__Task to carry out__. From the line that contains "Objective: one point per instance of the stone" to the last line of the data, every line is to be transcribed exactly; no other line is to be included.

Region pointing data
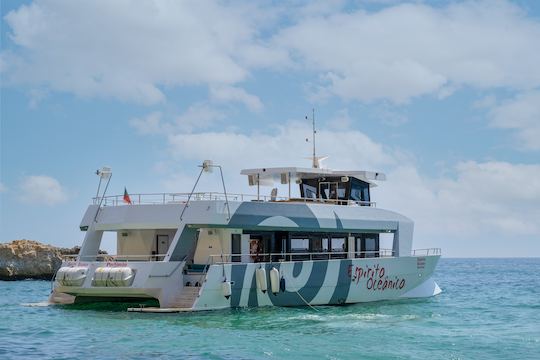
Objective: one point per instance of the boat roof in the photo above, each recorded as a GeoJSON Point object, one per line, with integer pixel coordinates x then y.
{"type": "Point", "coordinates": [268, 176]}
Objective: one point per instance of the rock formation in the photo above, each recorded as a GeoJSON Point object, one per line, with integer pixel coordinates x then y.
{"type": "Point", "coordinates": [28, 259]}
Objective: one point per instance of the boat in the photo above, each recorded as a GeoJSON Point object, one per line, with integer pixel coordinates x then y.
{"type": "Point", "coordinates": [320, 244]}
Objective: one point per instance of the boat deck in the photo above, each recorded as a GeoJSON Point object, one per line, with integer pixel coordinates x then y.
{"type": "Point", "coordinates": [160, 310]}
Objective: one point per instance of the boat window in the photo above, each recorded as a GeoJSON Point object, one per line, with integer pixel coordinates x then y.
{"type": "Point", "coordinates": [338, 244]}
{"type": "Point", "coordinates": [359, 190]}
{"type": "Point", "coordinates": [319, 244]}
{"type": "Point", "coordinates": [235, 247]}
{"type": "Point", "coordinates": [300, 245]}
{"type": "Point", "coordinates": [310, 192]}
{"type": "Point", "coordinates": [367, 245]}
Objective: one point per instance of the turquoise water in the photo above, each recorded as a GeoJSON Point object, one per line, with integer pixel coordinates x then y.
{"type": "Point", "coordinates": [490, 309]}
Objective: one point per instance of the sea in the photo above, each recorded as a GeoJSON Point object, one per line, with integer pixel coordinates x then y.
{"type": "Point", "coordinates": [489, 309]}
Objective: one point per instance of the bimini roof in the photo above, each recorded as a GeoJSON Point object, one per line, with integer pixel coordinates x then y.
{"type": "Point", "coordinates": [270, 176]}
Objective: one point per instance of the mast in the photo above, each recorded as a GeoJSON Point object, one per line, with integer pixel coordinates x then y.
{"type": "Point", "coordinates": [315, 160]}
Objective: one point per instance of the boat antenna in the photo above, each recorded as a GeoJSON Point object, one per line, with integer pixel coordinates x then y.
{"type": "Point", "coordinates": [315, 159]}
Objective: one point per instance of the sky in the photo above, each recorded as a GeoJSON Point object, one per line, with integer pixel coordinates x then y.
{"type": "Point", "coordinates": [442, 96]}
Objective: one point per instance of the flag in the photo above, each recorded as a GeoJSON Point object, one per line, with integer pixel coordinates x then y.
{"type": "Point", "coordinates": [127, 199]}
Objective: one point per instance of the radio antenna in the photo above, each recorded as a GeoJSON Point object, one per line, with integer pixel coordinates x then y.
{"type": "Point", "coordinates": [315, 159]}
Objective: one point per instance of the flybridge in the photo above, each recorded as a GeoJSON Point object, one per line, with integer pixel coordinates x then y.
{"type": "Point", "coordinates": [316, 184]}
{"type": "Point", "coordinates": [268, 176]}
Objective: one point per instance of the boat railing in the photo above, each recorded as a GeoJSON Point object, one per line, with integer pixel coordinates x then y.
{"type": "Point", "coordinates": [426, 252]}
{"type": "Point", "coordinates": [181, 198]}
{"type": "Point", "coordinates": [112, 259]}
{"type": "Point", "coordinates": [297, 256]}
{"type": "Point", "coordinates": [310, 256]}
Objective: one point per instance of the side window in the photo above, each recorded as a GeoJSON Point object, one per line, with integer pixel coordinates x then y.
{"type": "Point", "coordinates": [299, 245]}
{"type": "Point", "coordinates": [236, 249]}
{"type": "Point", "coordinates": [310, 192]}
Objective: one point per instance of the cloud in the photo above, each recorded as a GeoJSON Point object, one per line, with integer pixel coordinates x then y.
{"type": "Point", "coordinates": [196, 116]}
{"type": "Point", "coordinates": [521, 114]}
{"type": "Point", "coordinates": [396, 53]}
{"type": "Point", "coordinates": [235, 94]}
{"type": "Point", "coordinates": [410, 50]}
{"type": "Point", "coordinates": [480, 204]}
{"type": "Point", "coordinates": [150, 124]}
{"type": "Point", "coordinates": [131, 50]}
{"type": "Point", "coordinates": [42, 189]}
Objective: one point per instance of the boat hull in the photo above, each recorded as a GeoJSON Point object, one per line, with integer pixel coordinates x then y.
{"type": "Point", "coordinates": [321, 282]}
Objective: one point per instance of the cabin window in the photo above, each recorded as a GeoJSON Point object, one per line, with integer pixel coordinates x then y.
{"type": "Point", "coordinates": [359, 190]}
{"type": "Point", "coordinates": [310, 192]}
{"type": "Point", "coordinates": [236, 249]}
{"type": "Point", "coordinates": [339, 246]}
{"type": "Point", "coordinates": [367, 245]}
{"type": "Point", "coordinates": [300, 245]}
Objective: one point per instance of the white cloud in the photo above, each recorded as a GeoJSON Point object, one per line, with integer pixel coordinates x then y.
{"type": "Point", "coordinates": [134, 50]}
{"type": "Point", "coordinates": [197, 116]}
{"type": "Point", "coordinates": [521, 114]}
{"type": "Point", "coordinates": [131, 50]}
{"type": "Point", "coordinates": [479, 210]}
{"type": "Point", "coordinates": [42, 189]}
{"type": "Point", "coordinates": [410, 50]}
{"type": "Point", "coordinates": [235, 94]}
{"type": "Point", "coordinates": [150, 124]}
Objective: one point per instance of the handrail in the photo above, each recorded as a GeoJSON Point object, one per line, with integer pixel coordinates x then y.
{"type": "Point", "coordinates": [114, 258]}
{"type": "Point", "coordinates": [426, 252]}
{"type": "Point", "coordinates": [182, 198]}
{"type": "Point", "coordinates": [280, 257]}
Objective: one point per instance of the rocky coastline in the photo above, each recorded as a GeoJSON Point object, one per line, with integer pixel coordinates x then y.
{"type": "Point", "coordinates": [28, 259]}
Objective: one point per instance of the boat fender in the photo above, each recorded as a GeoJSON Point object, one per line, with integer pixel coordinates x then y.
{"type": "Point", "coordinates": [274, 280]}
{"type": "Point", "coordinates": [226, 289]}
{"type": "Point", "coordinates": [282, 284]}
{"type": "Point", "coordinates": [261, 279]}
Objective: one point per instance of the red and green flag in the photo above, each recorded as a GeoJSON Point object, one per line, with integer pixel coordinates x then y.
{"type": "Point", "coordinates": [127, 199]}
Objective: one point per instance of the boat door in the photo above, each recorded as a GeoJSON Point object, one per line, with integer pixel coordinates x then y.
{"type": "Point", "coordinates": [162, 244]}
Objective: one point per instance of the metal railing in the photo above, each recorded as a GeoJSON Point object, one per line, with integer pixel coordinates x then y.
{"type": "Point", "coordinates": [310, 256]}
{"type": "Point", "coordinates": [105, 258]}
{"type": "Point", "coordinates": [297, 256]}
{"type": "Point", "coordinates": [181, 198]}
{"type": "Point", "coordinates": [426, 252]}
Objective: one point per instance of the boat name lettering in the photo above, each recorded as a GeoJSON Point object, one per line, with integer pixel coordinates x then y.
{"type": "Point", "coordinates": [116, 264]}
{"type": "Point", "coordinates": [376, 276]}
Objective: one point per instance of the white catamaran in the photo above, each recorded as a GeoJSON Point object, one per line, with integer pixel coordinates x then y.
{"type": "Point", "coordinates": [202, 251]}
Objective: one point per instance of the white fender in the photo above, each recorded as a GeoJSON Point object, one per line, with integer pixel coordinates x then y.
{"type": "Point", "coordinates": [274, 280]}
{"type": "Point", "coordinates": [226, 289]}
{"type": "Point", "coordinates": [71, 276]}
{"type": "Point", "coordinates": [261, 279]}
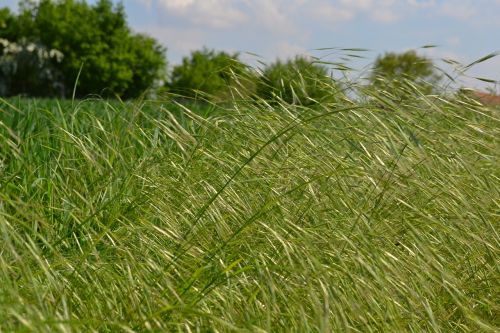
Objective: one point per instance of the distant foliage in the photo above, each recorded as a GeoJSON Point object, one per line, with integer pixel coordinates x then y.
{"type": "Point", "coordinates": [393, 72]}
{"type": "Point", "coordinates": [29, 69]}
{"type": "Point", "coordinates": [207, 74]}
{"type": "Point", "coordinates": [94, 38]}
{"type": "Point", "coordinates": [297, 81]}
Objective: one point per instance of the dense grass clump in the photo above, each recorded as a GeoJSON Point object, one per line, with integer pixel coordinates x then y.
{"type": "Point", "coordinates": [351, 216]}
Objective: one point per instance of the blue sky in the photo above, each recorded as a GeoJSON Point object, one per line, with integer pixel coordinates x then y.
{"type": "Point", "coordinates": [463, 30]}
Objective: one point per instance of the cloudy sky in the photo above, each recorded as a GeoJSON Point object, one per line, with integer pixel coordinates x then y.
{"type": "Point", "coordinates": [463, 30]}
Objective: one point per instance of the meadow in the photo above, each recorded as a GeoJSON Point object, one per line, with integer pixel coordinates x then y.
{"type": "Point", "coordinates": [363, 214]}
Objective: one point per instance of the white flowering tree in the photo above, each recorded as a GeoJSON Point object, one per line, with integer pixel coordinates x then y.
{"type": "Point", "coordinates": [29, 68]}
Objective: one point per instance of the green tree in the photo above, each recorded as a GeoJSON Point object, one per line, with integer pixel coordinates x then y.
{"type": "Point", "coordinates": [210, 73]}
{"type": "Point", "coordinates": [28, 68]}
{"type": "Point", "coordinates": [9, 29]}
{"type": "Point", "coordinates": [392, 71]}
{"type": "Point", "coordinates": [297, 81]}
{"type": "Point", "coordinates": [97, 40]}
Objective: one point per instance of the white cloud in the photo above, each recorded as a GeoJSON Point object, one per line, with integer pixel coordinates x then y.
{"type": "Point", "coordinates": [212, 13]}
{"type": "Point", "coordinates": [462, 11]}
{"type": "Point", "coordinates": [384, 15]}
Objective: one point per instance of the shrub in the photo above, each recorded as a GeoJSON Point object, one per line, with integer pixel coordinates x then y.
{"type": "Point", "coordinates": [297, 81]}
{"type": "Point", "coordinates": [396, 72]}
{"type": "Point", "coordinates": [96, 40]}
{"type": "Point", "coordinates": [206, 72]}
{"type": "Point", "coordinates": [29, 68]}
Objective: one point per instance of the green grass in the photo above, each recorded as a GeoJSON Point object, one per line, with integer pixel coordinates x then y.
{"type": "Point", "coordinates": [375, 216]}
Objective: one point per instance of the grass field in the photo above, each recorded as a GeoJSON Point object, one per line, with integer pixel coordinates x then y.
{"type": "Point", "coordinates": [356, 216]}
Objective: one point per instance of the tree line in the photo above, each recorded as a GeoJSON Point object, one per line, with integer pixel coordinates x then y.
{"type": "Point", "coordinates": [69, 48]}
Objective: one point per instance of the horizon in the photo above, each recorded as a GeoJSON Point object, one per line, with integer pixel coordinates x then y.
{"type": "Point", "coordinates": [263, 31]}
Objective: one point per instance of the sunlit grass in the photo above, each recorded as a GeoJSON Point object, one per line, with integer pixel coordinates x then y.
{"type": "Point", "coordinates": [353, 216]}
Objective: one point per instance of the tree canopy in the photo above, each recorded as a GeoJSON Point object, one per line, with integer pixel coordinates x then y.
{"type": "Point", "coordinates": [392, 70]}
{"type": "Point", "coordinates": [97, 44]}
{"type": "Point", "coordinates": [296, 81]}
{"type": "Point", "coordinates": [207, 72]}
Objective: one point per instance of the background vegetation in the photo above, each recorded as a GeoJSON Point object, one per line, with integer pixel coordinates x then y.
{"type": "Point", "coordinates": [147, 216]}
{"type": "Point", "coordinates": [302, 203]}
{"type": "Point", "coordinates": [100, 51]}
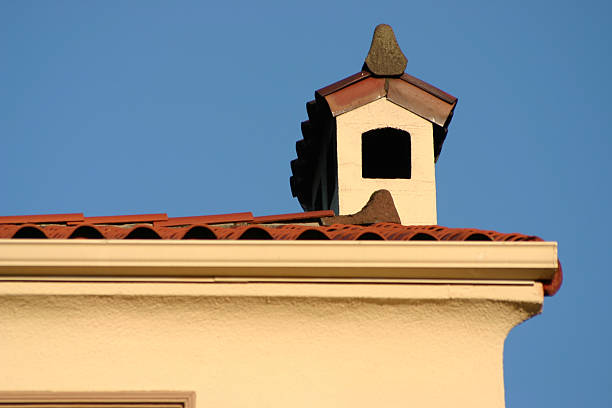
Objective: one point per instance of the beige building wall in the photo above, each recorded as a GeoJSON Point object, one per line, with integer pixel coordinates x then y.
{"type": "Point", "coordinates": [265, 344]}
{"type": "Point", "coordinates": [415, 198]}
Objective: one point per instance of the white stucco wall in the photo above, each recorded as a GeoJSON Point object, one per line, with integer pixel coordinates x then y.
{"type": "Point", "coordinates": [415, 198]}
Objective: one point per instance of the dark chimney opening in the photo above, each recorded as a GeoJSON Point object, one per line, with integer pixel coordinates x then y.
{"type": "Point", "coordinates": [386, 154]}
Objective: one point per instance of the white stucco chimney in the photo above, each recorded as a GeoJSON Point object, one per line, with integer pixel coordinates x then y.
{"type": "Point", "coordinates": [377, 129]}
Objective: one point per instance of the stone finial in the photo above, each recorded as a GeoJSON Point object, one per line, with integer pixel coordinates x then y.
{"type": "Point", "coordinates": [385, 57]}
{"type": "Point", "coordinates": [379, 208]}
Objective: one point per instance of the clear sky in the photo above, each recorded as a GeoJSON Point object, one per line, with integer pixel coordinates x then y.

__Solved exercise__.
Objective: one point per instance of the stone finial in the photo above, each recorded as a GeoJSON Point object, one per line, with integer pixel coordinates x then y.
{"type": "Point", "coordinates": [385, 57]}
{"type": "Point", "coordinates": [379, 208]}
Objective: one point per instance of the clear sky in the photo above, each recorded as a GeoJSON Point object, one per line, with integer pixel coordinates x then y.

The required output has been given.